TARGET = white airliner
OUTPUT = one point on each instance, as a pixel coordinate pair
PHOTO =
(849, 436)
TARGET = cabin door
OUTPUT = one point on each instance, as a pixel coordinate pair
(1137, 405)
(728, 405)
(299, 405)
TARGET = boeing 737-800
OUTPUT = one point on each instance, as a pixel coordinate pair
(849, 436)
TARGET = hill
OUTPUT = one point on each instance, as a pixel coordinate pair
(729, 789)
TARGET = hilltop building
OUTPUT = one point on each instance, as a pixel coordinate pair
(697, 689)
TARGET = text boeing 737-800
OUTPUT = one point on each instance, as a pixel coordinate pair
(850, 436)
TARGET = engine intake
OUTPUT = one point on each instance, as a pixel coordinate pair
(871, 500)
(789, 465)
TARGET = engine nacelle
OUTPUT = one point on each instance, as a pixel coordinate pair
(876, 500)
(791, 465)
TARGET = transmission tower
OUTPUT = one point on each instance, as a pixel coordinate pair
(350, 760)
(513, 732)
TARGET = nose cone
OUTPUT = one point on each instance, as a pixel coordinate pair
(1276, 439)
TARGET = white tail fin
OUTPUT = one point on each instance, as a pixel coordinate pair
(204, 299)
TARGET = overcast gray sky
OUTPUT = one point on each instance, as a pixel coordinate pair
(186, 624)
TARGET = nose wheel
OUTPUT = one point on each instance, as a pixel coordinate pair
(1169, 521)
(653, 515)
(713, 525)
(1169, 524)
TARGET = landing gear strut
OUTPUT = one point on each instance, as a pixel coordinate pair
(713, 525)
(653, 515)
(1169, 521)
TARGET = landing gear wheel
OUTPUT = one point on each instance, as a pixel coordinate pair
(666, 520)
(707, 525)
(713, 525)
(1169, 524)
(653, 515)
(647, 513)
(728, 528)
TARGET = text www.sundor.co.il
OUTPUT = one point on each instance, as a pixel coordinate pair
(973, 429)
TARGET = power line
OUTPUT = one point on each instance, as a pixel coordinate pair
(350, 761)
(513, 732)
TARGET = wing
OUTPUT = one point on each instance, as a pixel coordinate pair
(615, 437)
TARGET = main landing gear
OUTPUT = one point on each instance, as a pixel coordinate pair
━━━
Format all of the rows above as a JSON list of strings, with one string per line and any blank lines omitted.

▶ Result of the task
[
  "TARGET = white airliner",
  "OUTPUT = one point on each instance, as a pixel coordinate pair",
  "PHOTO =",
  "(849, 436)",
  "TARGET = cabin door",
  "OUTPUT = one point on each instance, as a pixel coordinate pair",
  "(1137, 405)",
  "(728, 405)",
  "(299, 405)",
  "TARGET = boeing 737-800",
  "OUTPUT = one point on each instance, as a pixel coordinate pair",
  "(849, 436)",
  "TARGET = hill",
  "OUTPUT = one point on each instance, as a pixel coordinate pair",
  "(729, 789)",
  "TARGET = hilltop building",
  "OUTPUT = one point on each instance, as a pixel coordinate pair",
  "(697, 689)",
  "TARGET = text boeing 737-800",
  "OUTPUT = one point on each instance, as a pixel coordinate pair",
  "(850, 436)",
  "TARGET = engine intake",
  "OUTPUT = one point on each instance, as a pixel coordinate pair",
  "(871, 500)",
  "(789, 465)",
  "TARGET = engine nacelle",
  "OUTPUT = one point on each instance, as a pixel coordinate pair",
  "(876, 500)",
  "(791, 465)",
  "TARGET = transmission tower",
  "OUTPUT = one point on each instance, as a pixel coordinate pair",
  "(350, 760)",
  "(513, 732)",
  "TARGET = nose cone",
  "OUTPUT = one point on each instance, as a pixel coordinate pair",
  "(1276, 439)",
  "TARGET = white tail fin",
  "OUTPUT = one point on each instance, as a pixel coordinate pair",
  "(204, 299)",
  "TARGET = overcast gray sky",
  "OUTPUT = one point on each instance, as a pixel coordinate pair",
  "(186, 624)",
  "TARGET = nose wheel",
  "OUTPUT = one point on each instance, as a pixel coordinate pair",
  "(1169, 521)",
  "(653, 515)",
  "(713, 525)",
  "(1169, 524)",
  "TARGET = landing gear strut",
  "OUTPUT = one point on each instance, as a pixel coordinate pair",
  "(713, 525)",
  "(653, 515)",
  "(1169, 521)",
  "TARGET = landing gear wheel",
  "OUTPUT = one point on each instance, as a pixel coordinate pair",
  "(666, 520)",
  "(707, 525)",
  "(713, 525)",
  "(1169, 524)",
  "(653, 515)",
  "(647, 513)",
  "(728, 528)",
  "TARGET = text www.sundor.co.il",
  "OUTPUT = one point on each instance, as a pixel coordinate pair",
  "(973, 429)",
  "TARGET = power line",
  "OUTPUT = one point on each instance, as a pixel coordinate pair",
  "(350, 761)",
  "(513, 732)",
  "TARGET = wing",
  "OUTPUT = one point on each instance, as a pixel coordinate pair",
  "(615, 437)",
  "TARGET = main landing gear",
  "OUTPUT = one point on each instance, as a pixel coordinate pair"
]